[start]
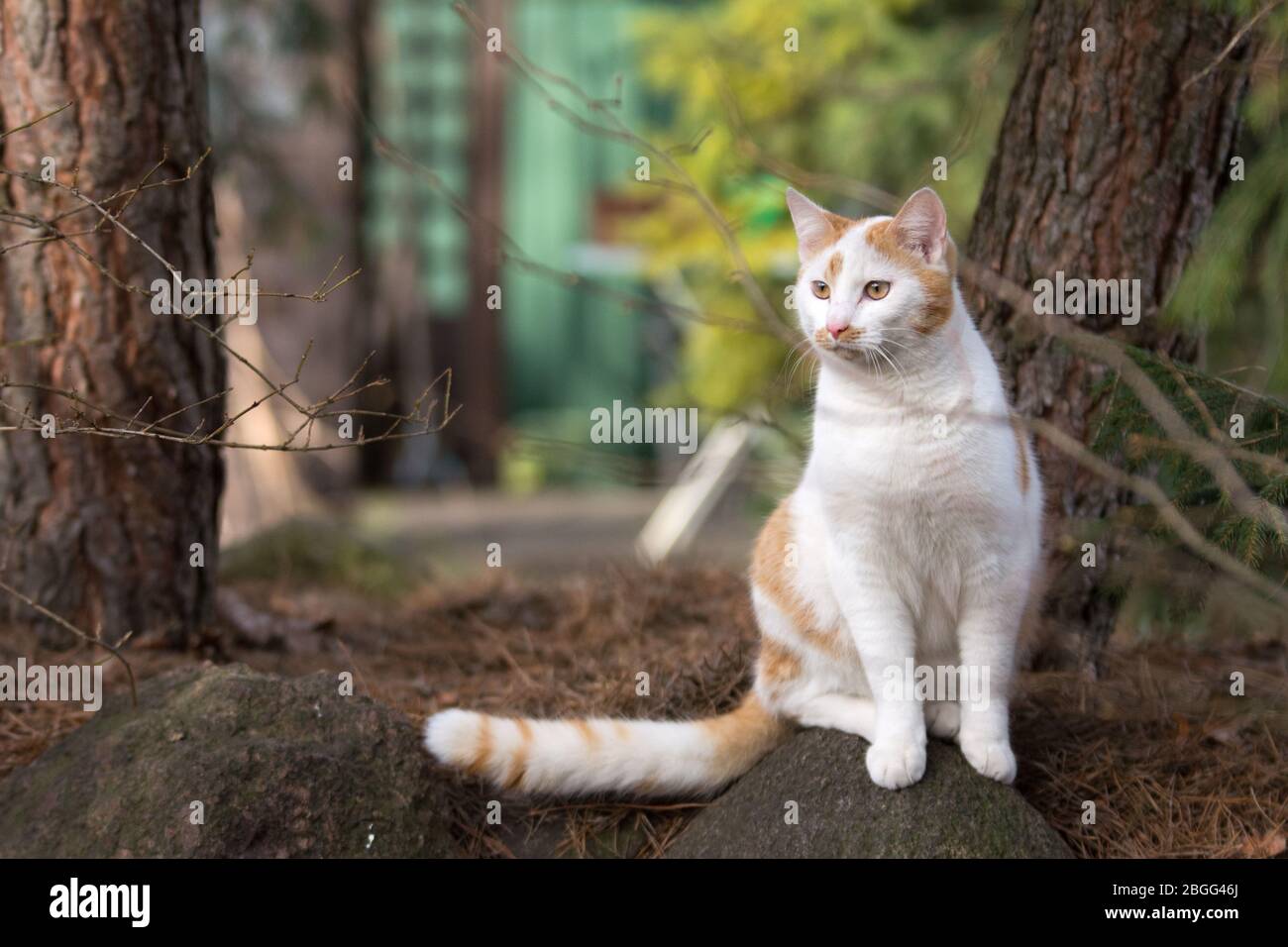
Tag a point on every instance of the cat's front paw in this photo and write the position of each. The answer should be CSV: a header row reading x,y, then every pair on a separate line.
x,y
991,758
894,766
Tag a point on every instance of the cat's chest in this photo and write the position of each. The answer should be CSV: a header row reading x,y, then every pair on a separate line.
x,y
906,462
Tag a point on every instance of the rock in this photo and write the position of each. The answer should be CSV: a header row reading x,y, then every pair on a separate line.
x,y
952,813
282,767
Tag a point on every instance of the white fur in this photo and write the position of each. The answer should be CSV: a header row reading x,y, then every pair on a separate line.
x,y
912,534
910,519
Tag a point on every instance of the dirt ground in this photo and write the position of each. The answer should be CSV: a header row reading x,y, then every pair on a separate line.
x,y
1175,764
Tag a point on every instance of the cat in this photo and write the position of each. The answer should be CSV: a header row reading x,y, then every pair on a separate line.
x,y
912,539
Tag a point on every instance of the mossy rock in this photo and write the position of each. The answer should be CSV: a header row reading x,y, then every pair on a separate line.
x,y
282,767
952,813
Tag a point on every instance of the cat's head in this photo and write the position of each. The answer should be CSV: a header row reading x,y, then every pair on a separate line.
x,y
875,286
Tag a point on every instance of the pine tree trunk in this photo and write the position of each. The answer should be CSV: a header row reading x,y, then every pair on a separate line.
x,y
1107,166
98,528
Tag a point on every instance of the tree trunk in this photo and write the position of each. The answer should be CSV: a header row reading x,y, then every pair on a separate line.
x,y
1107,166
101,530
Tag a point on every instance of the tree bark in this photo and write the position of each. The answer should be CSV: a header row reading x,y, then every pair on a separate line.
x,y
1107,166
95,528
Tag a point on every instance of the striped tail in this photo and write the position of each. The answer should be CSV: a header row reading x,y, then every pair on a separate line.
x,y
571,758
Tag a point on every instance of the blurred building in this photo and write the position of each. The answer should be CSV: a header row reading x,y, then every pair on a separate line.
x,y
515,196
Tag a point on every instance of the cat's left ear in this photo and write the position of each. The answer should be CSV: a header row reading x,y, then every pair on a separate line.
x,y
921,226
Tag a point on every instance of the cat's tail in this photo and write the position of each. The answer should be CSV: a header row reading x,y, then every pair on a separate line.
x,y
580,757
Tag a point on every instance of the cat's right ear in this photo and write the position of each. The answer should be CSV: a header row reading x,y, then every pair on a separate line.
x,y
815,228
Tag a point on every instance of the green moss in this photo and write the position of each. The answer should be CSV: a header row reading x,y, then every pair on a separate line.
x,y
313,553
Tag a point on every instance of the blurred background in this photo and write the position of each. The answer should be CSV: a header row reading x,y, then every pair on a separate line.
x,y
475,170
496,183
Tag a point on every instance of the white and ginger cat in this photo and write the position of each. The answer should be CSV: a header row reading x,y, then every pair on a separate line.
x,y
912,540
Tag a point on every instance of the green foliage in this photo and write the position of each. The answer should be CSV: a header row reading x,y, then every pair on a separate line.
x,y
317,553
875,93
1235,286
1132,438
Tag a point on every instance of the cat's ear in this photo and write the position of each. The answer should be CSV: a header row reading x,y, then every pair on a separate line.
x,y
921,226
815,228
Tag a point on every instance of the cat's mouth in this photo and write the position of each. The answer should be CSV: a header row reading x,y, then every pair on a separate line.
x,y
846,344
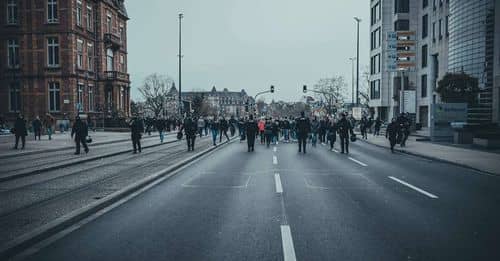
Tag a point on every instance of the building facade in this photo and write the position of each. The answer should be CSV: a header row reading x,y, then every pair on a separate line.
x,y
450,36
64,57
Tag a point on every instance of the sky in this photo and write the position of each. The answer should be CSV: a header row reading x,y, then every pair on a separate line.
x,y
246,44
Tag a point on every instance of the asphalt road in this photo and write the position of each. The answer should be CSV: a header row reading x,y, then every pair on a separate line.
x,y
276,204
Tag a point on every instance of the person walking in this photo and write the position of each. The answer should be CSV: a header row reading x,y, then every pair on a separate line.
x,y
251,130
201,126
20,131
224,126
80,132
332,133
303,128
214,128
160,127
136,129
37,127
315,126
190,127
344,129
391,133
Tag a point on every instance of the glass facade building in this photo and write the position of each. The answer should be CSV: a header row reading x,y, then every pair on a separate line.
[end]
## Exercise aim
Rewrite all the records with "Tag a point" swapped for "Place a point" everywhere it appears, changing nothing else. Leave the pictures out.

## Response
Place a point on every instance of the cat's front paw in this photo and write the position of each. The answer should be CSV: a header row reading x,y, then every pair on a separate line.
x,y
991,758
894,766
Place a point on every instance of the cat's chest in this photo and write the position of each. The answer should be CSV: a header row reading x,y, then every pair on a separate line.
x,y
906,462
Place a point on every instance of the rock in this photo and write the position of each. The answer should be CSV: a header row reading x,y, then every pair on a separate line.
x,y
952,813
282,767
Place a point on every instance of the white fur in this photo and write the position of each. The answer should be CSV: a header row reading x,y, then every pair on a separate line.
x,y
912,534
910,519
Place a point on every instance of the dirt ground in this photo and write the position of each. The answer should be CSV: a header row reading x,y, then every pair on a separate line.
x,y
1175,764
Place a point on every instance of the cat in this photo and write the position of each. The answer should be CSV: a header row reading x,y, then every pair on a separate line.
x,y
912,539
Place a point on every instance of the mossy rock in this photo and write the position of each. The answer should be CSV: a header row reading x,y, then every pair on a separate line.
x,y
282,767
952,813
Place a point on every instance of the cat's head in this photo and write the position of each. The answer should be CSV: a header row reading x,y, then every pair on a separate line.
x,y
875,286
Place a point on every instance of the pine tree trunk in this photo and write the position of each. The answer should be CSV: a header row reading x,y, then every pair on a separate line.
x,y
1107,166
98,528
Place a point on every instance of the tree trunk in this photo and write the position of each. The answer should be CSV: a header row reading x,y, then every pair on a separate line.
x,y
1107,166
101,530
Place a point on every instance of the tree bark in this photo and write the position of each. The answer should be CSV: a header row reading x,y, then every pair on a separate line.
x,y
1107,166
95,528
Place a point on every instance of the striped tail in this photo and write the position of each. The answer should be CSV: a header row reading x,y, then every pair on a separate line.
x,y
571,758
Place a point on every instance of the blurred building in this photo and write the position of each. The answer should be CSV: a header row reading x,y, then every pair on a separate line.
x,y
515,196
Place a point on every instance of the cat's left ear in this photo and write the position of each. The answer should be CSV: a header row reading x,y, then every pair on a separate line.
x,y
921,226
Place a point on every instance of the cat's tail in this photo and write the position of each. The answer should be CSV: a header row reading x,y, then every pair on a separate line.
x,y
580,757
Place a point on every instance of the cat's right ear in this photo and write the position of each. The answer should be CSV: a header row reading x,y, then every pair on a separate line.
x,y
815,228
Place a point on every instance of the green moss in this photo and write the position of each. The answer should be CSV: a header row reading x,y, then every pair on a separate line.
x,y
313,553
Place a point on every instance of the blurred background in this photo and write the position of each. The answer should be CSV: a header row reading x,y, then every pair on a separate line.
x,y
475,170
496,183
Place a point on every instance of the white and ginger cat in this photo and write the position of each. The answer should be CSV: a header row reading x,y, then every pair on a separate line.
x,y
912,540
Place a point on every instance of the green foliage in this photo and write the position of each. The answer should be CSV: a header row reading x,y, then every pair on a separate line.
x,y
317,553
875,93
1235,286
1132,438
Place a point on every instance of the cat's ear in this photo and write the position of each. The answer should be CSV: a header row reading x,y, then every pair on a separate line.
x,y
921,226
815,228
Place a point on every instance of the cat's mouth in this photo and write the position of each. The answer should be CSV: a header row reading x,y, then every pair on a separate line.
x,y
846,344
Place a point on every instance of the building facade in this photo and write the position of each. The answer should be CSV: a header row reading x,y, then every pair on a separate line.
x,y
450,36
64,57
Place a point on every instance of the sky in this photo and write the position of each. The answer should be CSV: a header row reading x,y, then every pair on a separate line.
x,y
246,44
Place a point on every instance of the asphalt road in this photo and write the position of each. The answer should be CSV: a header row reading x,y, then every pair on a separate line.
x,y
276,204
Place a point on every instance of the person walking in this photo and write the position of each. The answer should be CSV: a header row reading x,y, then every pair on a separate line.
x,y
251,130
201,126
20,131
224,126
80,132
332,133
303,128
214,128
160,127
136,129
37,127
315,126
190,127
344,129
391,133
Place a point on every instance of the glass facade building in this photo and write the position of each. The answer should be CSV: a header row reading x,y, then every pair on a separate line.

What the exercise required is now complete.